##### Supplied passage #####
Professional translators and interpreters beware! There’s a new product out at CeBIT this year and it’s set to make your job obsolete - or at least the more mundane portion of business correspondence.


I translate - ich übersetze - je traduis

Imagine sitting in an office in Berlin, Paris or New York, typing an e-mail to an international colleague and getting a reply - all in one language. Sure, it’s no problem if everyone speaks the same language. But what happens when three different languages are involved? You get a translator, right? Or you spend a little more time flipping through an English-German-French dictionary.

Too expensive, too time consuming? Well, there’s always the option of learning a foreign language. In the global business community, bilungualism is not a bad investment.

But for those of you who didn’t memorize the German irregular verbs in school and who still can’t be bothered to remember the gender of French nouns, there’s a technical solution: the Personal Translator by Linguatec.

No, it’s not a mini headset that automatically interprets your every thought - at least not yet. Linguatec is one of the leading innovators in the market for language recognition software, and it’s unique Personal Translator (PT) program is getting better and more accurate every year.

So far there are two language versions, German-English and German-French. Designed as a complete software package for easy installment on a normal PC or computer network, PT is ideal for the office environment. It’s compatible with any system from Windows to Apple, and can be applied to any type of common text program including e-mails.

With just a click of the mouse, the user can call on the extensive language database to translate any given text. And a link up through the user’s browser connects to the e-Translation Server for translation in the internet. The PT can also be downloaded for cellular phones and Palmpilots for mobile translations - great for vacationing in foreign countries.

The next step is the linguachat - an online service for automatic translation of texts in chat groups. Gone are the days of stumbling around for the correct English or German word, with Linguatec’s browser function, users can simply chat away regardless of the language.

Business of words

Although there are several different international companies producing translation software, Linguatec offers the most comprehensive word and phrase databanks. It is also the only translation software that reads and analyses not only single sentences, but entire contexts to produce more accurate meaning.
#####
Exercise tasks
• A. For each statement, say whether the Personal Translator article agrees with it, answering yes or no and quoting the deciding words: (i) The Personal Translator is available in German-English and German-French versions. (ii) The Personal Translator runs only on Windows. (iii) The Personal Translator is a mini headset that interprets the user's thoughts.
• B. Summarize the Personal Translator article in two sentences.
• C. Carry on the Personal Translator article from its final sentence.
The lines after this point have nothing to do with the Personal Translator article.
##### Listed entries #####
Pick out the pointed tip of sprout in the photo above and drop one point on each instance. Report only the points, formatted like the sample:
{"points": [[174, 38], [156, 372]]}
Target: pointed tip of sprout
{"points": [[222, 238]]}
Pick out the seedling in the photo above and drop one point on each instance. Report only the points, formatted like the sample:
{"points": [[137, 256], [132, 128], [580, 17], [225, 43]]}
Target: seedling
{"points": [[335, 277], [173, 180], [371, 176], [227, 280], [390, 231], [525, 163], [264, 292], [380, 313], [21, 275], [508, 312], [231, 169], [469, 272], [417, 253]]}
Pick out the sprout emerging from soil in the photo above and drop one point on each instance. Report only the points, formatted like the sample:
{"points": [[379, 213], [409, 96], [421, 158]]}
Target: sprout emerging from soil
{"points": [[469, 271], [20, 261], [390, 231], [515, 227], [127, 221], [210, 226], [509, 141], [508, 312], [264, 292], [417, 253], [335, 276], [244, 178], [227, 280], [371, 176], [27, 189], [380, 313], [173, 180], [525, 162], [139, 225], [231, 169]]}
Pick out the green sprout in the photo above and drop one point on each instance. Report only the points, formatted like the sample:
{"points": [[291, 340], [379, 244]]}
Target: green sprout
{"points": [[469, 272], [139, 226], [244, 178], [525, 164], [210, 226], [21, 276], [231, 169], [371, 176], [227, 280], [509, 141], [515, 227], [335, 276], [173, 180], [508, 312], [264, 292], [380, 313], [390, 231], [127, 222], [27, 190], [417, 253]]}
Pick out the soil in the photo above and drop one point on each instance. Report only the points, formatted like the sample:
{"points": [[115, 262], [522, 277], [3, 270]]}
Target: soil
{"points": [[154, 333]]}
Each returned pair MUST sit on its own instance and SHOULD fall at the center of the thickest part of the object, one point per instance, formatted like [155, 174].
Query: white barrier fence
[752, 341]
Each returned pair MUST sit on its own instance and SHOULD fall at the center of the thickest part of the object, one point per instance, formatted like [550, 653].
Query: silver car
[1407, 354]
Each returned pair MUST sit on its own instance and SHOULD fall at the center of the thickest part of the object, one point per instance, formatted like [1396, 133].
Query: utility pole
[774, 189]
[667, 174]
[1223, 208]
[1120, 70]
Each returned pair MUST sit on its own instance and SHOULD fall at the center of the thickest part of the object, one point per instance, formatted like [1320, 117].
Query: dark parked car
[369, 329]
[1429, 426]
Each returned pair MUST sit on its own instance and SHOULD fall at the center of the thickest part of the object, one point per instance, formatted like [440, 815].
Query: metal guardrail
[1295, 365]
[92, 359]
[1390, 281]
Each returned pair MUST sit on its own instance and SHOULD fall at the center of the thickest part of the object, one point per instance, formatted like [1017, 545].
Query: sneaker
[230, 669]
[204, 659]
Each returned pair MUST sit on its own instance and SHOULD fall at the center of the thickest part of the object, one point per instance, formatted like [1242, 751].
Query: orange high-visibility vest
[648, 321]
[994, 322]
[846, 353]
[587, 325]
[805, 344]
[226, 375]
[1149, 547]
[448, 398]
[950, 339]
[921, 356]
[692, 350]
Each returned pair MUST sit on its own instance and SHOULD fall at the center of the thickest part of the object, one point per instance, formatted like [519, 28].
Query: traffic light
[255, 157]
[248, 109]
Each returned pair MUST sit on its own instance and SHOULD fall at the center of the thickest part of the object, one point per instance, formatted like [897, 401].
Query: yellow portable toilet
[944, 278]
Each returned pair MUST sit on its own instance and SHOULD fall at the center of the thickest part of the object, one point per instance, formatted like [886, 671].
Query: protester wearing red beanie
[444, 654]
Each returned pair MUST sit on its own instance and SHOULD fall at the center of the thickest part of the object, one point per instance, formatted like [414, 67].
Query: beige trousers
#####
Exercise results
• A.
(i) Yes: "So far there are two language versions, German-English and German-French."
(ii) No: "It’s compatible with any system from Windows to Apple"
(iii) No: "No, it’s not a mini headset that automatically interprets your every thought"

• B. Linguatec's Personal Translator is a software package for office PCs and networks that translates German-English and German-French text with a mouse click, including e-mails, and is also available through a browser link to the e-Translation Server and as a download for cellular phones and Palmpilots. Linguatec plans linguachat, an online service for automatic translation in chat groups, and claims the most comprehensive word and phrase databanks, with software that analyzes entire contexts rather than only single sentences.

• C.
Whereas other companies such as the American Smartlink or Babelfish offer several different languages, Linguatec offers only three: German, English and French. This enables the company to concentrate on quality rather than quantity, an important factor in serious translation services, said a Linguatec spokesperson.

This year’s new and revised edition of the Personal Translator contains 620,000 words and 35,000 common idiomatic phrases. This enables the PT to recognize double meanings and colloquial speech patterns. In addition, users can expand their word base with specialty dictionaries from areas like banking, medicine and technology.

The German company started out ten years ago producing German-English translation software on the basis of IBM technology. Originally the product was slow and required a lot of thorough editing after a text was translated by the system. Now it’s being used by international companies like Siemens and Deutsche Bank.

Even professional translators, who are generally skeptical of electronic translation software, are beginning to recognize the quality of the system, said a Linguatec spokesperson at CeBIT. "When they have a long translation, they often let the PT run over the text once as a rough draft, before they fine tune it."

Some translators and linguists are so impressed by the software, that they’ve quit their regular jobs and have begun working for Linguatec developing more accurate translation technology.